=== Source data ===
◇ ◇ ◇ ◇ ◇
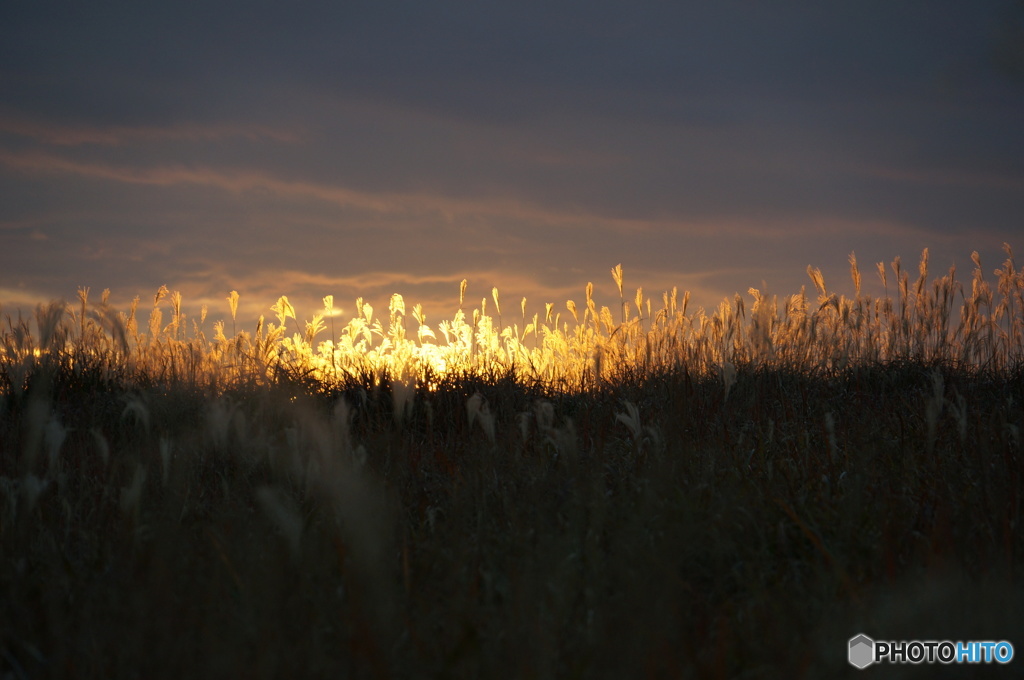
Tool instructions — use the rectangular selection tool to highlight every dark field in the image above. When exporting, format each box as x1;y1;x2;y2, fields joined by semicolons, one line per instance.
3;251;1024;678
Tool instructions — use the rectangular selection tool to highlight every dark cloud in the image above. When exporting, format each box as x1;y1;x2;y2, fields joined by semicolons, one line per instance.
3;1;1011;123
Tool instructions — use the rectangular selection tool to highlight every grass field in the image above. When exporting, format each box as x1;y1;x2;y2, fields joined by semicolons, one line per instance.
◇ ◇ ◇ ◇ ◇
=== DIRECTIONS FOR THIS TASK ===
Copy the records word for word, leaving no picture in the copy.

=== RESPONSE ===
Tool instructions — use the rectangular selection tool to highlight every dark field in the image above. When exporting, format each box as x1;y1;x2;y2, fields joined by semicolons, one line per instance.
3;251;1024;678
Tool instructions — use the rectangular selection tool to highlight every dark cloud in the image above. When exporting, format each box as x1;y1;x2;y2, fields joined by semicolons, one line per instance.
3;1;1011;123
Tool instructions — use the rectangular selection tool to highlight every grass field in the image above. When exporting, format each box as x1;y1;x2;y2, fields joined by semicolons, one line per instance.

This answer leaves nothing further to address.